- _Short task_:
Show every line of the rows below that contains the word "small", copying each such line in full.

Begin

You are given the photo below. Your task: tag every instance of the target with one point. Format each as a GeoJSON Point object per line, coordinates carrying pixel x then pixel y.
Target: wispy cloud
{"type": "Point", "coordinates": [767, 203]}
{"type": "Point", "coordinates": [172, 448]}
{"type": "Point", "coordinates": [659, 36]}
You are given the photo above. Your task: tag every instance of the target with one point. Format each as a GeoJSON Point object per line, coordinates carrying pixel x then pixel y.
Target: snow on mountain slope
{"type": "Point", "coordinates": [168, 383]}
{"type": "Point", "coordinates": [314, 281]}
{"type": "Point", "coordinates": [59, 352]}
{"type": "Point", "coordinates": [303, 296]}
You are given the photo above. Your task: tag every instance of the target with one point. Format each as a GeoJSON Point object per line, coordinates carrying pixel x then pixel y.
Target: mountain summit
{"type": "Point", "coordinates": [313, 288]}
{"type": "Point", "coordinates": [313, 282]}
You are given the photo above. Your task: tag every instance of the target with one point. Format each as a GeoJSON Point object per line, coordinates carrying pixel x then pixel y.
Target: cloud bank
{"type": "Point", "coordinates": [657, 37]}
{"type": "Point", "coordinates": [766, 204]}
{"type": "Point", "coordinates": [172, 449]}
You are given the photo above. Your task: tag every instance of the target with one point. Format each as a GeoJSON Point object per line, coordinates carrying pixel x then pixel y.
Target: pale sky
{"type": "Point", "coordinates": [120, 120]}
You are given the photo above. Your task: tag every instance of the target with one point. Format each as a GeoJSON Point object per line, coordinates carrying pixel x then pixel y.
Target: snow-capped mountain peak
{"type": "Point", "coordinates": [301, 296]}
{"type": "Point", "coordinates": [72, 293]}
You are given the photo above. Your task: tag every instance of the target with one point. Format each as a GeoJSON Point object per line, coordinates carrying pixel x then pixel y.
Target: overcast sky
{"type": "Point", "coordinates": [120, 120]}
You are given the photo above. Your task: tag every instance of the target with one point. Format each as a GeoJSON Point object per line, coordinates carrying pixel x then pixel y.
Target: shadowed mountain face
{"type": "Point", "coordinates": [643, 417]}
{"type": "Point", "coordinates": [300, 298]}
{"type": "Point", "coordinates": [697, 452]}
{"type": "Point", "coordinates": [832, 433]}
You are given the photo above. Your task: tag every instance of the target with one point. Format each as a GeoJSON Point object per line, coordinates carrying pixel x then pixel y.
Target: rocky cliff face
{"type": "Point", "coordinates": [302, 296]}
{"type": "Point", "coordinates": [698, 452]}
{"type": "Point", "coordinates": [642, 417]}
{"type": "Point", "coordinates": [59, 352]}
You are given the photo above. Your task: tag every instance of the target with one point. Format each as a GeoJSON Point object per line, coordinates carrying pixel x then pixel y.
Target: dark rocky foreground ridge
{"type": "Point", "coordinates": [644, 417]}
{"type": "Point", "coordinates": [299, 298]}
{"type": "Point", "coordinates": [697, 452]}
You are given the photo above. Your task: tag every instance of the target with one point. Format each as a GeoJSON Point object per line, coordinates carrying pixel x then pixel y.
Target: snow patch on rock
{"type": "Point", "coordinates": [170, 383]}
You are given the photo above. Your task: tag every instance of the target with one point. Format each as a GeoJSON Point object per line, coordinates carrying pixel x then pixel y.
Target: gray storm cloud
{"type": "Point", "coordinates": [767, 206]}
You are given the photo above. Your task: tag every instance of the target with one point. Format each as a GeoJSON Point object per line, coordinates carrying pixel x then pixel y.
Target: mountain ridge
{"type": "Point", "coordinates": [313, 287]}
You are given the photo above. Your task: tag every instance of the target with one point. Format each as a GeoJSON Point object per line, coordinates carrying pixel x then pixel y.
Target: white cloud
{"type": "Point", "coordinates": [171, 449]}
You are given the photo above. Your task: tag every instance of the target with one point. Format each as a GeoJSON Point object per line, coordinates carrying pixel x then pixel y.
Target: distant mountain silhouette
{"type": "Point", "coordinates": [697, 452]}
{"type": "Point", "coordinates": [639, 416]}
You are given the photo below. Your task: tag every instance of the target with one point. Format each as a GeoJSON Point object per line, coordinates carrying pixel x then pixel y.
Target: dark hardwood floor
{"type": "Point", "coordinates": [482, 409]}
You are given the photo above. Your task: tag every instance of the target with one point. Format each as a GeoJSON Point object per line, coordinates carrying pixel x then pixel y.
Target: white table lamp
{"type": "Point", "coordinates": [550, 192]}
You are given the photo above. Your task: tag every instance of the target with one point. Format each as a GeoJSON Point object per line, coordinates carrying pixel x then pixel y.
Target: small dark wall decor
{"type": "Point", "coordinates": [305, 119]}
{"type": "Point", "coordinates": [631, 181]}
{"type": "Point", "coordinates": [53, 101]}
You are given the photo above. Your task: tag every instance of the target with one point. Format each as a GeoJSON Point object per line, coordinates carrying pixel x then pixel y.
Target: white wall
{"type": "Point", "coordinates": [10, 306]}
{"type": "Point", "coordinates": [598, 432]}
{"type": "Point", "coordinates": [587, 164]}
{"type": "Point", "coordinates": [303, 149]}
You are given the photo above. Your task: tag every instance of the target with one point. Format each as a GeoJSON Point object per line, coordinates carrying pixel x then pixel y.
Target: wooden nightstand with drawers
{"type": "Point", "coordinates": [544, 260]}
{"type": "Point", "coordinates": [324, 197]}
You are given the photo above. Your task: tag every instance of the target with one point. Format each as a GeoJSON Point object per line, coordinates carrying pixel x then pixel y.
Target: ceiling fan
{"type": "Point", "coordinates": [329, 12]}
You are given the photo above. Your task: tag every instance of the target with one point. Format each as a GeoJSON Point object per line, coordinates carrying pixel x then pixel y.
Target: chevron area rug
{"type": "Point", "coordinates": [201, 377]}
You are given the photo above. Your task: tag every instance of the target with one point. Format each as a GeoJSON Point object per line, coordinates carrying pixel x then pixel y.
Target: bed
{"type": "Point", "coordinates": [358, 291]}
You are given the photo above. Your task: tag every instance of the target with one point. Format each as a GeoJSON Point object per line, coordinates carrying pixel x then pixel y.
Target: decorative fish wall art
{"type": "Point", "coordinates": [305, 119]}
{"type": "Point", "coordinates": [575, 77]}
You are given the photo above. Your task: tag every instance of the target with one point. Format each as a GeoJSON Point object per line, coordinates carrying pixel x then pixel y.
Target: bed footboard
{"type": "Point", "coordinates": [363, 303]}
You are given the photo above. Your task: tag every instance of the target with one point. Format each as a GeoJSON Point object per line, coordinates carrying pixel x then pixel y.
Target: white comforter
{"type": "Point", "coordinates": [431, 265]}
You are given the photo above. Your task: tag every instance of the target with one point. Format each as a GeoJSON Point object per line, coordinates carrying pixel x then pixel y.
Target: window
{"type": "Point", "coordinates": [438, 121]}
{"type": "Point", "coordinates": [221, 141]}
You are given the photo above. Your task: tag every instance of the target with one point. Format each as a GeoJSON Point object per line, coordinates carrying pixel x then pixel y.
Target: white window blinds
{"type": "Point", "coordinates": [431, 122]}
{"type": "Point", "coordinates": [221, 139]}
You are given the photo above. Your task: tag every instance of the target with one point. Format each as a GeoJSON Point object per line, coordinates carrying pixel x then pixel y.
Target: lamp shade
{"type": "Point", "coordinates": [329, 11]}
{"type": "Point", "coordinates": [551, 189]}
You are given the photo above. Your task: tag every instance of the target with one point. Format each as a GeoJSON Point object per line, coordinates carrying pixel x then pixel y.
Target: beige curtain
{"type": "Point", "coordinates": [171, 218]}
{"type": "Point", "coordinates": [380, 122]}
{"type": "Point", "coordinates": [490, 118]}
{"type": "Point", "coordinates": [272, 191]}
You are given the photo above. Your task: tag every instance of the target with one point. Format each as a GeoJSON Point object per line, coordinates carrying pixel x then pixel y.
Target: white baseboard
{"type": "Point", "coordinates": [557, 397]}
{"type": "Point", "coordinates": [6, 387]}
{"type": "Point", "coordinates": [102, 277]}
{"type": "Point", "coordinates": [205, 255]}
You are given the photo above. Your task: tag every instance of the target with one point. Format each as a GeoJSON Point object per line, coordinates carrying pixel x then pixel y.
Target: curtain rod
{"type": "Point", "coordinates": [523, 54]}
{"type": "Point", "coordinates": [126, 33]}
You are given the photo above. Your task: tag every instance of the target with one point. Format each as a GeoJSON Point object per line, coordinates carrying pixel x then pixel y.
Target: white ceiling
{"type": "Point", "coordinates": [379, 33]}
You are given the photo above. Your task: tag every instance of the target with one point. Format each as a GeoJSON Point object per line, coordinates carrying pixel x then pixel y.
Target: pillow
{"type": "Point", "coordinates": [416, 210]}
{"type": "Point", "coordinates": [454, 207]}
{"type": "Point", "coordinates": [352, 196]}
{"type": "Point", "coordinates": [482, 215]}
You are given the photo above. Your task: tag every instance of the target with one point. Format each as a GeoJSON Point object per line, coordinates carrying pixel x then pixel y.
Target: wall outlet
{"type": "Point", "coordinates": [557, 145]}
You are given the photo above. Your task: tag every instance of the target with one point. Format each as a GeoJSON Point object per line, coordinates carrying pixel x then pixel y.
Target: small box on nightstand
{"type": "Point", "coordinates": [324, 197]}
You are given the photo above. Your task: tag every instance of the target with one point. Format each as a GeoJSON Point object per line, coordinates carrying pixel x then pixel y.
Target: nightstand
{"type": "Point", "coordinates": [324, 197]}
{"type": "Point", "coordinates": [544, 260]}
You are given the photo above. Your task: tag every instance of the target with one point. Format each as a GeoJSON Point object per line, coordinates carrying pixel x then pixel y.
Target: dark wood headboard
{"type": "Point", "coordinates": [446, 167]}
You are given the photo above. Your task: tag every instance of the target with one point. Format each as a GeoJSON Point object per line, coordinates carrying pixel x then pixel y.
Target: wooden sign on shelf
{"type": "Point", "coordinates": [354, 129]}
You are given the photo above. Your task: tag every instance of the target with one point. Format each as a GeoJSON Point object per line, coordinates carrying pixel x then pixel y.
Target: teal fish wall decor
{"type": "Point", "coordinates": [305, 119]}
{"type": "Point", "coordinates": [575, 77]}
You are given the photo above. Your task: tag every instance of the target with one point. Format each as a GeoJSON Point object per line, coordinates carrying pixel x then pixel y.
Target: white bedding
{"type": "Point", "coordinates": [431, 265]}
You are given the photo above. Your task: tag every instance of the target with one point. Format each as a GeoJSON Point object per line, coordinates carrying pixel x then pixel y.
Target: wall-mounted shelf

End

- _Result of the task_:
Target: small dark wall decor
Target: small box on nightstand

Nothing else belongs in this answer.